# EXERCISE:
Return the lines of the data below, from the one containing "Object query: small shrub" through the very last, exactly and with both ends included; no pictures.

##### PROVIDED ENTRIES

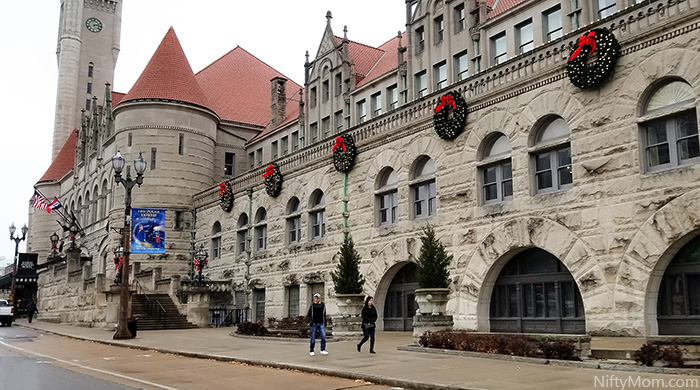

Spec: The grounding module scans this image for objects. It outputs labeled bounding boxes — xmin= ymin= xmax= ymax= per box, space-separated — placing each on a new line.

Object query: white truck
xmin=0 ymin=299 xmax=13 ymax=326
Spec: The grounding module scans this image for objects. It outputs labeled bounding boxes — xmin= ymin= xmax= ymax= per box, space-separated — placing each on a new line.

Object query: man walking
xmin=25 ymin=300 xmax=37 ymax=324
xmin=306 ymin=293 xmax=328 ymax=356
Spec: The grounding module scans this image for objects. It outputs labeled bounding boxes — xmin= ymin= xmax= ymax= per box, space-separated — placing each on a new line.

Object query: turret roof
xmin=120 ymin=28 xmax=213 ymax=112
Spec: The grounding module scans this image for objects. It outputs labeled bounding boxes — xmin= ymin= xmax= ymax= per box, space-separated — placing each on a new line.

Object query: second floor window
xmin=322 ymin=117 xmax=330 ymax=137
xmin=357 ymin=100 xmax=367 ymax=124
xmin=516 ymin=20 xmax=534 ymax=54
xmin=211 ymin=222 xmax=222 ymax=260
xmin=433 ymin=61 xmax=447 ymax=90
xmin=292 ymin=132 xmax=299 ymax=151
xmin=310 ymin=122 xmax=318 ymax=141
xmin=376 ymin=168 xmax=398 ymax=225
xmin=282 ymin=136 xmax=289 ymax=155
xmin=372 ymin=92 xmax=382 ymax=117
xmin=544 ymin=6 xmax=563 ymax=42
xmin=411 ymin=157 xmax=437 ymax=219
xmin=480 ymin=134 xmax=513 ymax=204
xmin=335 ymin=110 xmax=344 ymax=132
xmin=598 ymin=0 xmax=617 ymax=19
xmin=224 ymin=152 xmax=235 ymax=176
xmin=287 ymin=197 xmax=302 ymax=244
xmin=387 ymin=85 xmax=398 ymax=110
xmin=491 ymin=32 xmax=507 ymax=65
xmin=254 ymin=208 xmax=267 ymax=251
xmin=271 ymin=141 xmax=278 ymax=159
xmin=415 ymin=71 xmax=427 ymax=98
xmin=454 ymin=51 xmax=468 ymax=81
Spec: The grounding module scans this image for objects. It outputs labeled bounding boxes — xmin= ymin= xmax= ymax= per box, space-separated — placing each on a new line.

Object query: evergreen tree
xmin=416 ymin=225 xmax=452 ymax=289
xmin=331 ymin=234 xmax=365 ymax=294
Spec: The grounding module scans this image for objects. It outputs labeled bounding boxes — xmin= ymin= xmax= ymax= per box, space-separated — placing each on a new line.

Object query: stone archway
xmin=457 ymin=217 xmax=599 ymax=333
xmin=617 ymin=189 xmax=700 ymax=336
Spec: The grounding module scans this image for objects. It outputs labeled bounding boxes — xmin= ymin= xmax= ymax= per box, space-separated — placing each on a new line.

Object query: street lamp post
xmin=112 ymin=151 xmax=146 ymax=340
xmin=193 ymin=245 xmax=208 ymax=286
xmin=9 ymin=223 xmax=28 ymax=313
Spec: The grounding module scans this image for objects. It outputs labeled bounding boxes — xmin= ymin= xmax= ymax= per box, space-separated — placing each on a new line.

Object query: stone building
xmin=28 ymin=0 xmax=700 ymax=337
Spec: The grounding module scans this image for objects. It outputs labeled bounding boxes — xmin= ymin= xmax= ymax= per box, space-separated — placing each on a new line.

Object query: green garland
xmin=332 ymin=134 xmax=356 ymax=172
xmin=263 ymin=163 xmax=283 ymax=197
xmin=433 ymin=91 xmax=467 ymax=140
xmin=219 ymin=182 xmax=233 ymax=212
xmin=567 ymin=28 xmax=620 ymax=89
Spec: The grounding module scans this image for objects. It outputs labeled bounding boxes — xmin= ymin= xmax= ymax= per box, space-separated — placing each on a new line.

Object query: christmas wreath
xmin=332 ymin=134 xmax=356 ymax=172
xmin=567 ymin=28 xmax=620 ymax=89
xmin=433 ymin=92 xmax=467 ymax=140
xmin=263 ymin=163 xmax=283 ymax=197
xmin=219 ymin=182 xmax=233 ymax=212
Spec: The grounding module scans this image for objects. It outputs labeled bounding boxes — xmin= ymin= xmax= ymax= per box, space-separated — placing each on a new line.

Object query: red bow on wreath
xmin=219 ymin=183 xmax=227 ymax=196
xmin=332 ymin=136 xmax=347 ymax=153
xmin=434 ymin=94 xmax=456 ymax=113
xmin=262 ymin=164 xmax=275 ymax=178
xmin=569 ymin=31 xmax=596 ymax=61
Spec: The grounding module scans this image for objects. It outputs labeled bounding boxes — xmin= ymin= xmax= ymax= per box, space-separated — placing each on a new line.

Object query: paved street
xmin=0 ymin=326 xmax=405 ymax=390
xmin=10 ymin=320 xmax=700 ymax=390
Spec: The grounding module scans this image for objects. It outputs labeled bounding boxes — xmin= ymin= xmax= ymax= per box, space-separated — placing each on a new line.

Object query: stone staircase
xmin=131 ymin=294 xmax=198 ymax=330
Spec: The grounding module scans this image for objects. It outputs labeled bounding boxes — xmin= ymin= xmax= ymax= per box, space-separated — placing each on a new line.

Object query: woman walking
xmin=357 ymin=296 xmax=377 ymax=354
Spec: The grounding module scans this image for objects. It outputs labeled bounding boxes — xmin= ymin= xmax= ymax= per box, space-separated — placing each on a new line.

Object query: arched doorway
xmin=657 ymin=236 xmax=700 ymax=335
xmin=383 ymin=262 xmax=418 ymax=331
xmin=490 ymin=248 xmax=585 ymax=334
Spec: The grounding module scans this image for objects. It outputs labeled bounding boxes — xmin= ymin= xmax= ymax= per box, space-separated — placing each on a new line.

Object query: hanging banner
xmin=131 ymin=208 xmax=166 ymax=254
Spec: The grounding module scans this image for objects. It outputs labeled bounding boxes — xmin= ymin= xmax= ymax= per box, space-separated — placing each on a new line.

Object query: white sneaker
xmin=309 ymin=351 xmax=315 ymax=356
xmin=320 ymin=350 xmax=329 ymax=355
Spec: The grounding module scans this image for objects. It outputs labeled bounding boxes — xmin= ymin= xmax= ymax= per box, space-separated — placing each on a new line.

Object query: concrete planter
xmin=335 ymin=293 xmax=365 ymax=317
xmin=415 ymin=288 xmax=450 ymax=316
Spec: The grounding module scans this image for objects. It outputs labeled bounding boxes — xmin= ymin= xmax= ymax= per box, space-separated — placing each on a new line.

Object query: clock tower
xmin=53 ymin=0 xmax=122 ymax=160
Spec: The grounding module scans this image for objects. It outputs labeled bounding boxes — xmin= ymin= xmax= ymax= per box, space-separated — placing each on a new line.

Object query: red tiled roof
xmin=335 ymin=37 xmax=386 ymax=84
xmin=38 ymin=129 xmax=77 ymax=183
xmin=356 ymin=32 xmax=405 ymax=88
xmin=121 ymin=28 xmax=213 ymax=112
xmin=112 ymin=91 xmax=125 ymax=106
xmin=487 ymin=0 xmax=529 ymax=18
xmin=196 ymin=46 xmax=302 ymax=128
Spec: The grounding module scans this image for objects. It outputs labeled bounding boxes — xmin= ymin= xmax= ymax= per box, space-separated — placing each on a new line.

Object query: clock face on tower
xmin=86 ymin=17 xmax=103 ymax=33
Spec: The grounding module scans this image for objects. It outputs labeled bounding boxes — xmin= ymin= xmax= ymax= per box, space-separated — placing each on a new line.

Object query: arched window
xmin=657 ymin=235 xmax=700 ymax=335
xmin=93 ymin=185 xmax=100 ymax=220
xmin=211 ymin=222 xmax=222 ymax=259
xmin=376 ymin=168 xmax=398 ymax=225
xmin=77 ymin=196 xmax=83 ymax=227
xmin=100 ymin=180 xmax=108 ymax=220
xmin=254 ymin=208 xmax=267 ymax=251
xmin=287 ymin=197 xmax=302 ymax=244
xmin=640 ymin=80 xmax=698 ymax=172
xmin=410 ymin=157 xmax=436 ymax=219
xmin=479 ymin=134 xmax=513 ymax=204
xmin=85 ymin=191 xmax=92 ymax=225
xmin=530 ymin=117 xmax=572 ymax=193
xmin=237 ymin=213 xmax=248 ymax=255
xmin=490 ymin=248 xmax=585 ymax=334
xmin=309 ymin=190 xmax=325 ymax=239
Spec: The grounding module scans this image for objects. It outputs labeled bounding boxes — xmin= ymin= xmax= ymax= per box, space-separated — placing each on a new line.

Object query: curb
xmin=398 ymin=345 xmax=700 ymax=375
xmin=19 ymin=324 xmax=479 ymax=390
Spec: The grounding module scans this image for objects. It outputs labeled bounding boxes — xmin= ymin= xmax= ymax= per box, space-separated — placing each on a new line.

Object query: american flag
xmin=32 ymin=190 xmax=62 ymax=213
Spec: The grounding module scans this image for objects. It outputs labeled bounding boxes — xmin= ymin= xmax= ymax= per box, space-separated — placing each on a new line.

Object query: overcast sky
xmin=0 ymin=1 xmax=407 ymax=267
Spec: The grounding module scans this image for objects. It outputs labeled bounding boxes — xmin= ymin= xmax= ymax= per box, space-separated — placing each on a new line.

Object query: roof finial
xmin=326 ymin=11 xmax=332 ymax=25
xmin=343 ymin=25 xmax=348 ymax=41
xmin=305 ymin=50 xmax=310 ymax=65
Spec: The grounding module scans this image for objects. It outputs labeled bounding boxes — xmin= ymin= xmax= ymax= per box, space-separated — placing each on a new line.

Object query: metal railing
xmin=133 ymin=279 xmax=167 ymax=328
xmin=209 ymin=308 xmax=248 ymax=327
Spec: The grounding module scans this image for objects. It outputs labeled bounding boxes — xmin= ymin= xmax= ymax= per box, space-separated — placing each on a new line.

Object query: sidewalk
xmin=17 ymin=320 xmax=698 ymax=390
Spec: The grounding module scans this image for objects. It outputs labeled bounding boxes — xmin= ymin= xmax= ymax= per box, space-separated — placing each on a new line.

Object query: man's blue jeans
xmin=309 ymin=323 xmax=326 ymax=352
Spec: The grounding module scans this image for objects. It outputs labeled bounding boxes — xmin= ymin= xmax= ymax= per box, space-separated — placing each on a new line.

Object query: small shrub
xmin=236 ymin=321 xmax=268 ymax=336
xmin=634 ymin=342 xmax=661 ymax=367
xmin=659 ymin=344 xmax=685 ymax=368
xmin=537 ymin=338 xmax=580 ymax=361
xmin=419 ymin=332 xmax=536 ymax=358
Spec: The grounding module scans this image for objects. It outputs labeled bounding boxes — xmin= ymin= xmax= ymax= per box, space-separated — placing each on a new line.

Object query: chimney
xmin=270 ymin=77 xmax=287 ymax=129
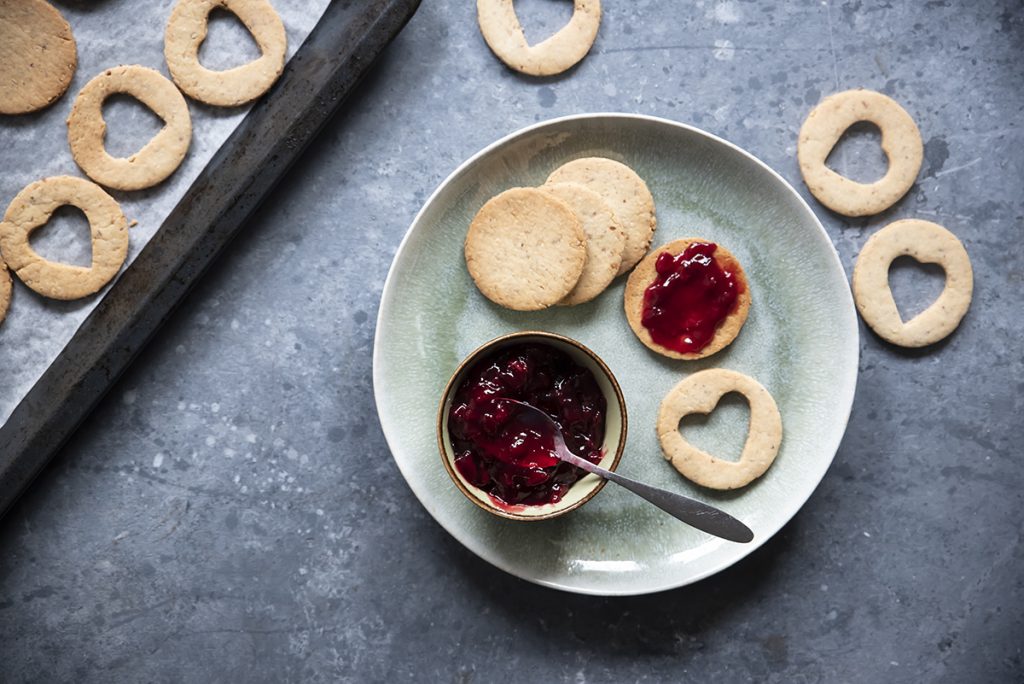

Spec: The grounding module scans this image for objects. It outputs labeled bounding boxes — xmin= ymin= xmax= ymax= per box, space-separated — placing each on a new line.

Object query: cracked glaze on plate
xmin=373 ymin=114 xmax=858 ymax=596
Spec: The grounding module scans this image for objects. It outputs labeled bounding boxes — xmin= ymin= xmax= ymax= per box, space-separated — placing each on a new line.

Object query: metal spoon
xmin=505 ymin=400 xmax=754 ymax=543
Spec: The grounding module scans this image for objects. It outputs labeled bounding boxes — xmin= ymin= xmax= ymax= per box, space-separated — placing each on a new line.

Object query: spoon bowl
xmin=505 ymin=400 xmax=754 ymax=543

##########

# EXPECTED ANSWER:
Object query: small shrub
xmin=236 ymin=321 xmax=268 ymax=336
xmin=634 ymin=342 xmax=661 ymax=367
xmin=659 ymin=344 xmax=685 ymax=368
xmin=537 ymin=338 xmax=580 ymax=361
xmin=419 ymin=332 xmax=536 ymax=358
Spec: The grounding module scans this image for objects. It outputs labeled bounding boxes — xmin= ymin= xmax= ymax= per box, space-separated — placing each on a new line.

Object query: chimney
xmin=270 ymin=77 xmax=287 ymax=129

Spec: The grounding module scans this image for objects. It outputs labeled bounding boxes — xmin= ymin= xmax= ymax= per box, space-separated — placing each on a new line.

Object query: cracked glaze on plate
xmin=373 ymin=114 xmax=858 ymax=596
Spec: The grounding module scans this image for objects. It outputs labeled bounding boxes — xmin= ymin= xmax= ymax= per box, space-separated — placing each on a new line.

Object query: metal spoon
xmin=505 ymin=400 xmax=754 ymax=543
Spec: The grounding module scans this image for objects. It outputs labeled bounding boxes — xmin= ymin= xmax= ymax= per box, space-separated — placing each on a new line.

Object query: spoon bowl
xmin=505 ymin=400 xmax=754 ymax=543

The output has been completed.